(PROMPT A)
Copy the stretch of the house-price notebook excerpt from "With this table" through "plt.figure(figsize=(20, 20))" word for word.

-------- EXCERPT PROVIDED --------

Play with the data to better understand it. Possibly, we can do some simple transformations (adding our own human wisdom) to make things easier for the ML architecture


### basic correlation table

With this table we can understand some linear relations between different features.


In [None]:

# Display numerical correlations (pearson) between features on heatmap.

sns.set(font_scale=1.1)
correlation_data_train = data_train.corr()
mask = np.triu(correlation_data_train.corr())
plt.figure(figsize=(20, 20))
sns.heatmap(correlation_train,
            annot=True,
            fmt='.1f',
            cmap='coolwarm',
            square=True,
            mask=mask,
            linewidths=1,
            cbar=False)

plt.show()

#### Observations:
- There's strong relation between overall quality of the houses and their sale prices.
- Again above grade living area seems strong indicator for sale price.
- Garage features, number of baths and rooms, how old the building is etc. also having effect on the price on various levels too.
- There are some obvious relations we can possibly merge like (total sqft : num rooms) and (num cars : garage area)
- Overall condition of the house is NOT directly correlated with pricing, it's interesting and worth digging.

- **I'm going to merge the datasets here before we start editing it so we don't have to do these operations twice. Let's call it features since it has features only. So our data has 2919 observations and 79 features to begin with...**

In [None]:
# Merging train test features for engineering.

features = pd.concat([data_train, data_test]).reset_index(drop=True)
print(features.shape)

## Missing Data
- looking at the data description, we can see that most of these missing data actually not missing
- many simply mean that the house doesn't have that specific feature

1. list visualize our missing values
2. remove, fill, or substitute them


In [None]:
def missing_percentage(df):
    
    """
    A function for returning missing ratios.
    """
    
    total = df.isnull().sum().sort_values(
        ascending=False)[df.isnull().sum().sort_values(ascending=False) != 0]
    percent = (df.isnull().sum().sort_values(ascending=False) / len(df) *
               100)[(df.isnull().sum().sort_values(ascending=False) / len(df) *
                     100) != 0]
    return pd.concat([total, percent], axis=1, keys=['Total', 'Percent'])

-------- RECORDS TO PROCESS --------

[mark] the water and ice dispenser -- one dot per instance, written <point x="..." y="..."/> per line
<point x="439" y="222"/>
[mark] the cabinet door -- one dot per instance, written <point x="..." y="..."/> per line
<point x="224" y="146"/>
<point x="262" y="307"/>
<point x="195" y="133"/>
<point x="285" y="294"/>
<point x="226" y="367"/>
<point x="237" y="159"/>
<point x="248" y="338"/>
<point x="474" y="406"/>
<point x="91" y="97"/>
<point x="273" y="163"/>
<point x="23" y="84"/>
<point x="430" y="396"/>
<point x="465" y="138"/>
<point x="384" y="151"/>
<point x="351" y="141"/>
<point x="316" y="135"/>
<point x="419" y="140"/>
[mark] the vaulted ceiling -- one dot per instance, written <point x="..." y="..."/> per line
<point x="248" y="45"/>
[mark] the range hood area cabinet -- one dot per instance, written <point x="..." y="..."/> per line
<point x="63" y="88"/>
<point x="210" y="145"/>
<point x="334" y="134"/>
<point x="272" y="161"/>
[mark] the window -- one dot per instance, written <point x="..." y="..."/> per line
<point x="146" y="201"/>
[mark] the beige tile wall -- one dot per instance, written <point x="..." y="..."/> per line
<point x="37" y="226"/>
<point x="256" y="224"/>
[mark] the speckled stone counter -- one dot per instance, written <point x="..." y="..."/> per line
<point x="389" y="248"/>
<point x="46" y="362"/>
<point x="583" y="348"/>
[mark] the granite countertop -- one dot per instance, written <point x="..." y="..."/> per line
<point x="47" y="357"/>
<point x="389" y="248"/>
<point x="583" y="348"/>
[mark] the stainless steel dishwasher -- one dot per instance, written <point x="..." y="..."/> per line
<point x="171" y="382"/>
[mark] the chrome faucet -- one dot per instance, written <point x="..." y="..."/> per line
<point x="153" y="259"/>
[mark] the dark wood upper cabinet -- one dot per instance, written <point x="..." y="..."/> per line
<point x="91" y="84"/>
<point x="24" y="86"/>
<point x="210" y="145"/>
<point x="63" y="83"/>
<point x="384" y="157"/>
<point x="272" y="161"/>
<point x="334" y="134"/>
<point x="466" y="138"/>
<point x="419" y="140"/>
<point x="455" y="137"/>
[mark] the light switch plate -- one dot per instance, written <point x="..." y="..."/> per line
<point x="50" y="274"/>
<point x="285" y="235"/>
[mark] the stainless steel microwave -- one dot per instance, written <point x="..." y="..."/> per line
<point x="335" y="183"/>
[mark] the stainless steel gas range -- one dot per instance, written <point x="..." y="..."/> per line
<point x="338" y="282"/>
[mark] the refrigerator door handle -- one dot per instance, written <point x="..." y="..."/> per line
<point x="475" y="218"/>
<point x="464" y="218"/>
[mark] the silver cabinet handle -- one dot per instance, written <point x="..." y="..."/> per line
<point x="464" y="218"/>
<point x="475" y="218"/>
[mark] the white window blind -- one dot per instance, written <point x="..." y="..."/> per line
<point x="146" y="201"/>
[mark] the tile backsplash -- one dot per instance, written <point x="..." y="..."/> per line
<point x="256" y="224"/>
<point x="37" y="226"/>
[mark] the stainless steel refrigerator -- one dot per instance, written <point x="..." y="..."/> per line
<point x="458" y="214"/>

--------

(PROMPT B)
Repeat, unchanged, the stretch of rows above from the line containing "[mark] the stainless steel microwave" through the last line of the rows.

(WRITTEN ANSWER A)
With this table we can understand some linear relations between different features.


In [None]:

# Display numerical correlations (pearson) between features on heatmap.

sns.set(font_scale=1.1)
correlation_data_train = data_train.corr()
mask = np.triu(correlation_data_train.corr())
plt.figure(figsize=(20, 20))

(WRITTEN ANSWER B)
[mark] the stainless steel microwave -- one dot per instance, written <point x="..." y="..."/> per line
<point x="335" y="183"/>
[mark] the stainless steel gas range -- one dot per instance, written <point x="..." y="..."/> per line
<point x="338" y="282"/>
[mark] the refrigerator door handle -- one dot per instance, written <point x="..." y="..."/> per line
<point x="475" y="218"/>
<point x="464" y="218"/>
[mark] the silver cabinet handle -- one dot per instance, written <point x="..." y="..."/> per line
<point x="464" y="218"/>
<point x="475" y="218"/>
[mark] the white window blind -- one dot per instance, written <point x="..." y="..."/> per line
<point x="146" y="201"/>
[mark] the tile backsplash -- one dot per instance, written <point x="..." y="..."/> per line
<point x="256" y="224"/>
<point x="37" y="226"/>
[mark] the stainless steel refrigerator -- one dot per instance, written <point x="..." y="..."/> per line
<point x="458" y="214"/>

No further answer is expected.